**TEXTE CHOISI**
::::::::

Presse
Finie l’époque des sites de presse criards sans lien avec les codes du journal. Aujourd’hui, unifier le design print et digital de sa marque est la priorité des quotidiens nationaux. En un an, les quatre plus grands auront fait leur révolution. Décryptage.

Pas un grand quotidien national qui ne fasse sa mue digitale depuis quelques semaines. Avec l'érosion des ventes au numéro, tous ont à coeur d'offrir (enfin) une expérience digitale à la hauteur de la qualité de leur offre éditoriale, en conjuguant technicité, expérience utilisateur et design, comme on parlait fond et forme avant l'ère du numérique. 

Un Monde unifié sur le numérique
Oubliée la version abonnés et non abonnés de 2014. Le journal du soir a refondu son offre en novembre dernier : « Les deux sites qui nous avait permis de nous développer étaient devenus une contrainte avec la gestion avec deux Home, notamment sur le mobile, explique Jérôme Fenoglio, le directeur du quotidien Le Monde. Notre plateforme unifiée a créé un effet de boost, avec un presque doublement des nouveaux recrutements d’abonnés mensuels, de 8 000 à 14 000. Nous atteindrons bientôt 200 000 abonnés numériques ». Le design de ce nouveau site a été piloté par Melina Zerbib, ex-directrice artistique du site qui inaugure le poste de directrice du design print et numérique : « Nous voulions une fonction unifiée pour une pensée homogène de notre image » souligne le directeur. « Outre développer les performances de chargement des pages, nous avons affirmé l’unicité et la force de la marque Le Monde sur le web » souligne Melina Zerbib. Soit l’adoption du logo unique (et non plus Lemonde.fr), de la charte graphique et du code couleur bleu du print sur tous les supports. Prochain chantier ? L’appli pour la fin 2019.

::::::::

**DONNÉES FOURNIES**
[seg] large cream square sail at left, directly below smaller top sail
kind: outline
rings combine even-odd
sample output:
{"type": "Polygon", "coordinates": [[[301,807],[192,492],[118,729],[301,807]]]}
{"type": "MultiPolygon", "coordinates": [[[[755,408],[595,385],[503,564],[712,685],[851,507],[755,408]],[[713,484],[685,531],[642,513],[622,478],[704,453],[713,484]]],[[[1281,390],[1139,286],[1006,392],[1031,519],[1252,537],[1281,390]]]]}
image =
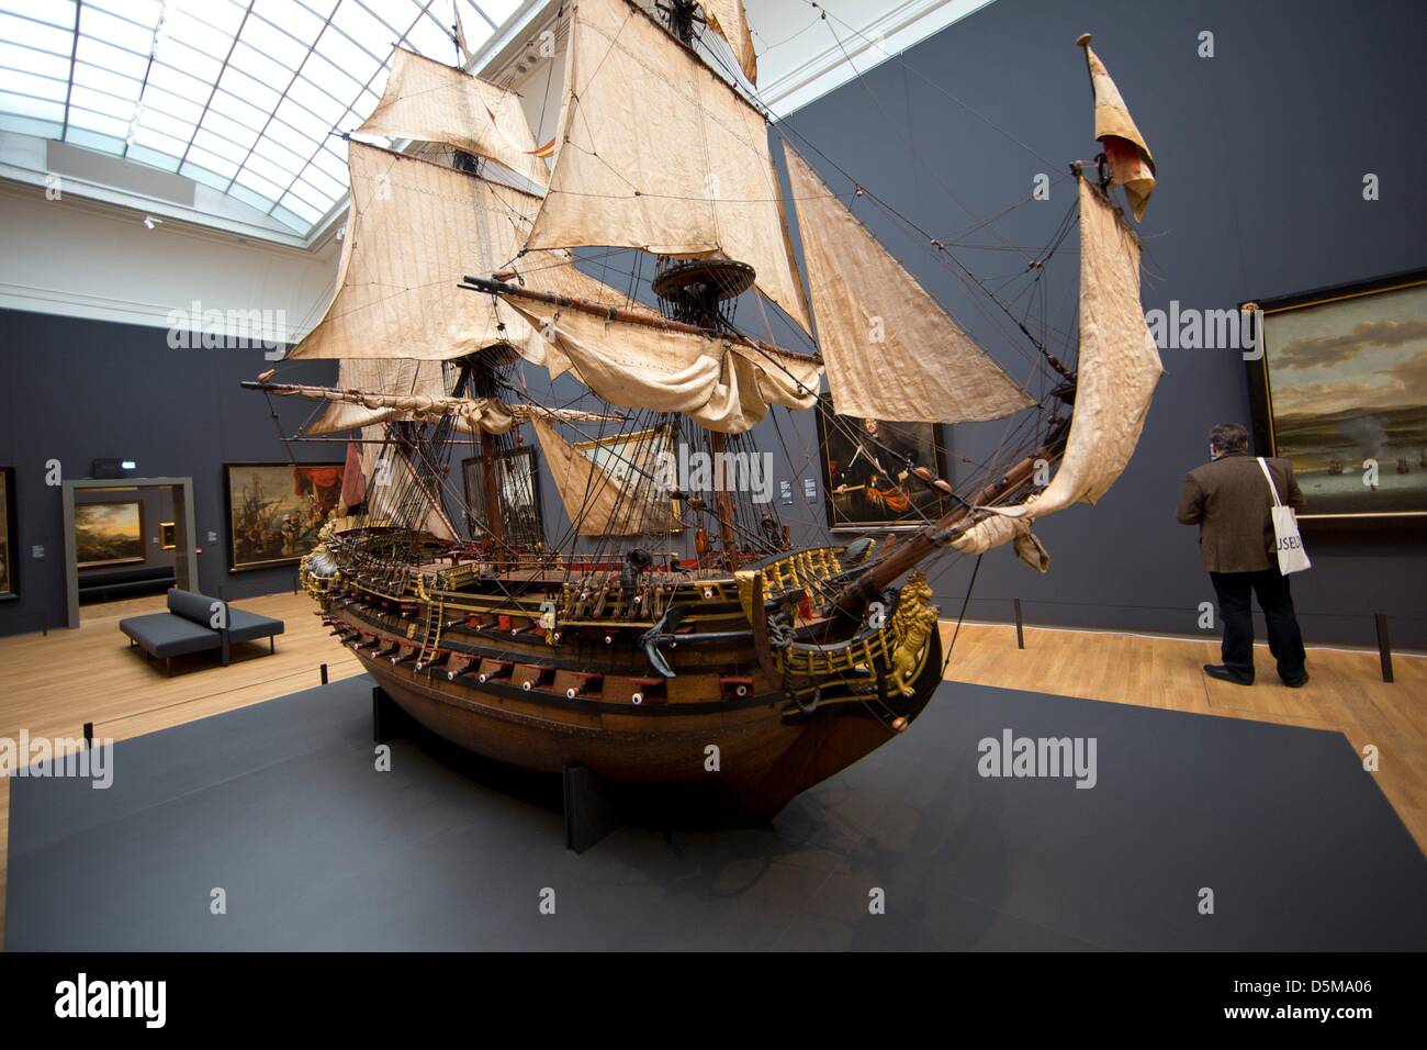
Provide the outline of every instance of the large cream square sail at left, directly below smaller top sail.
{"type": "MultiPolygon", "coordinates": [[[[538,197],[361,143],[350,144],[348,167],[352,207],[337,294],[288,357],[441,361],[509,344],[532,364],[564,370],[518,313],[457,289],[464,274],[489,273],[519,254],[538,197]]],[[[565,251],[531,251],[517,270],[539,291],[656,316],[577,270],[565,251]]]]}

::::::::

**EXERCICE**
Recopiez à l'identique le passage de l'article sur le design des quotidiens qui va de « Pas un grand » à « l'ère du numérique. ».

**RÉPONSE À L'EXERCICE**
Pas un grand quotidien national qui ne fasse sa mue digitale depuis quelques semaines. Avec l'érosion des ventes au numéro, tous ont à coeur d'offrir (enfin) une expérience digitale à la hauteur de la qualité de leur offre éditoriale, en conjuguant technicité, expérience utilisateur et design, comme on parlait fond et forme avant l'ère du numérique.